[Entries from a dataset]
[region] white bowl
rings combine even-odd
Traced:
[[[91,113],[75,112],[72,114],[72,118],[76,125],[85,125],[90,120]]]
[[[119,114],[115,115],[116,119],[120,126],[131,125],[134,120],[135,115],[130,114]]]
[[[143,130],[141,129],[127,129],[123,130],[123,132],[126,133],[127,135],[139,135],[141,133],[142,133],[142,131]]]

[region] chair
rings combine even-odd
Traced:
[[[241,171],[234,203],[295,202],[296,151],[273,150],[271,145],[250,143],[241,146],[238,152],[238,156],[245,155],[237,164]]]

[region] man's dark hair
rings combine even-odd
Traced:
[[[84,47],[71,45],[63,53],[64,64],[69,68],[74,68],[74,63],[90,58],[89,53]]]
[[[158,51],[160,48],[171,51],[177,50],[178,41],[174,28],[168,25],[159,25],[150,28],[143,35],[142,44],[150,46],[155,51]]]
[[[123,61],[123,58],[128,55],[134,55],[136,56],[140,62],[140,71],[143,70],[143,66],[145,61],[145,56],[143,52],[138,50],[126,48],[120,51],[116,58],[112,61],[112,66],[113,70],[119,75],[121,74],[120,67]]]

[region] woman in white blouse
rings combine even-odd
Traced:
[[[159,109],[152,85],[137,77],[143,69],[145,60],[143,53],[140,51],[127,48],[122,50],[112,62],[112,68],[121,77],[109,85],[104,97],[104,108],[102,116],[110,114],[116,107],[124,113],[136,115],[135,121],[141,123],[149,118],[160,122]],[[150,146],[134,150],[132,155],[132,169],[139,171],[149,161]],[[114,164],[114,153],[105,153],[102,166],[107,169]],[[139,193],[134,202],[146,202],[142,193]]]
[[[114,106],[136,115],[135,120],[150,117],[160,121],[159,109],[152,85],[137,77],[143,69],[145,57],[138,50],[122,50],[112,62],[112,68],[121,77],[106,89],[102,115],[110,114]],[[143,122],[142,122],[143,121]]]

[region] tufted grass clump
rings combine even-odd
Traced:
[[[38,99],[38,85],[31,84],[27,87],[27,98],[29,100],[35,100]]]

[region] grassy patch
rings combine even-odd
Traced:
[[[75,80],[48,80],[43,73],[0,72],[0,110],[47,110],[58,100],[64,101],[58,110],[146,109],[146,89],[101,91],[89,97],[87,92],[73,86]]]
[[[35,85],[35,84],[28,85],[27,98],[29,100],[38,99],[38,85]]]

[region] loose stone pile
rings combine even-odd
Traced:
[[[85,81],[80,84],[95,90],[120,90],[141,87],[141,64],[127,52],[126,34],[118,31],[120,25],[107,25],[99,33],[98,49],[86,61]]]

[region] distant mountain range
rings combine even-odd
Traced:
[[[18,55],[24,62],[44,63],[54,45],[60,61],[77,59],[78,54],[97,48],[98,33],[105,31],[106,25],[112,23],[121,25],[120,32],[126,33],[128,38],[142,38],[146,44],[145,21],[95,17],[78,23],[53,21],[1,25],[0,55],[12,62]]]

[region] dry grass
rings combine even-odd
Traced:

_Aim of the exercise_
Copy every entry above line for line, with no changes.

_Worked solution_
[region] white bowl
rings combine even-odd
Traced:
[[[91,113],[75,112],[72,114],[72,118],[76,125],[85,125],[90,120]]]
[[[119,114],[115,115],[116,119],[120,126],[131,125],[134,120],[135,115],[130,114]]]
[[[143,130],[141,129],[127,129],[123,130],[123,132],[126,133],[127,135],[139,135],[141,133],[142,133],[142,131]]]

[region] chair
rings combine even-odd
Traced:
[[[241,171],[234,203],[295,202],[296,151],[273,150],[271,145],[250,143],[241,146],[238,152],[238,156],[245,155],[237,164]]]

[region] man's dark hair
rings combine even-odd
Traced:
[[[84,47],[71,45],[63,53],[64,64],[69,68],[74,68],[74,63],[90,58],[89,53]]]
[[[158,51],[160,48],[171,51],[177,50],[178,41],[174,28],[168,25],[159,25],[150,28],[143,35],[142,44],[150,46],[155,51]]]
[[[123,61],[123,58],[128,55],[134,55],[136,56],[140,62],[140,71],[143,70],[143,66],[145,61],[145,56],[143,52],[138,50],[126,48],[120,51],[116,58],[112,61],[112,66],[113,70],[119,75],[121,74],[120,67]]]

[region] woman in white blouse
rings combine even-odd
Traced:
[[[159,109],[152,85],[137,77],[143,69],[145,60],[143,53],[140,51],[127,48],[122,50],[112,62],[112,68],[121,77],[109,85],[104,97],[104,108],[102,116],[110,114],[116,107],[124,113],[136,115],[135,121],[141,123],[149,118],[160,122]],[[150,146],[134,150],[132,155],[132,169],[139,171],[149,161]],[[114,164],[114,153],[105,153],[102,166],[107,169]],[[139,193],[134,202],[146,202],[142,193]]]
[[[114,106],[136,115],[135,120],[150,117],[160,121],[159,109],[152,85],[137,77],[143,69],[145,57],[138,50],[122,50],[112,62],[112,68],[121,77],[106,89],[102,115],[110,114]],[[143,122],[142,122],[143,121]]]

[region] tufted grass clump
rings combine even-odd
Traced:
[[[38,99],[38,85],[31,84],[27,87],[27,98],[29,100],[35,100]]]

[region] grassy patch
rings combine even-odd
Traced:
[[[75,80],[48,80],[43,73],[0,72],[0,110],[47,110],[58,100],[64,101],[58,110],[146,109],[146,89],[101,91],[89,97],[87,92],[73,86]]]
[[[35,85],[35,84],[28,85],[27,98],[29,100],[38,99],[38,85]]]

[region] loose stone pile
rings combine even-odd
Traced:
[[[85,81],[80,84],[95,90],[120,90],[141,87],[141,64],[127,52],[126,34],[118,31],[120,25],[107,25],[99,33],[98,49],[86,61]]]

[region] distant mountain range
rings combine even-odd
Traced:
[[[18,55],[24,62],[44,63],[54,45],[60,61],[77,59],[78,54],[97,48],[98,33],[105,31],[106,25],[112,23],[121,25],[120,32],[126,33],[128,38],[142,38],[146,44],[145,21],[95,17],[78,23],[53,21],[1,25],[0,55],[12,62]]]

[region] dry grass
rings combine even-odd
Traced:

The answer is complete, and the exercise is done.